**Your instructions**
Could you copy each of the lines below word for word, leaving the pictures out of your answer?

[Start of Dataset entries]

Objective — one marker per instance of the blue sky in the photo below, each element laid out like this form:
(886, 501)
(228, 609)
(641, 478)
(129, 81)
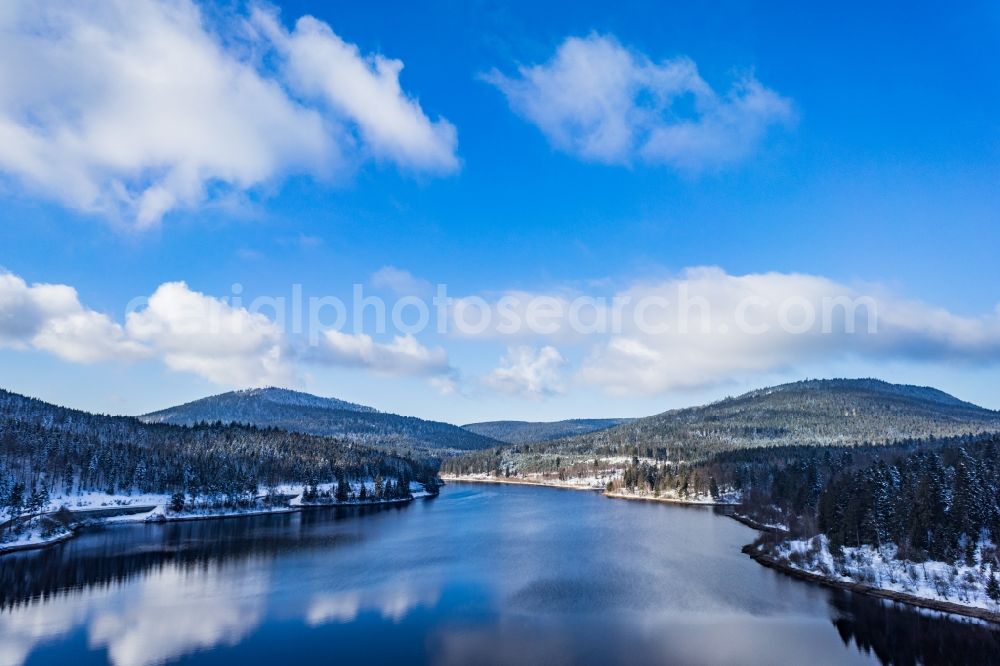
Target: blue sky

[End of Dataset entries]

**Solution to the problem**
Objective — one marker per instance of the blue sky in the photo below, each element laid out like this form:
(886, 501)
(228, 609)
(641, 478)
(129, 81)
Target: blue sky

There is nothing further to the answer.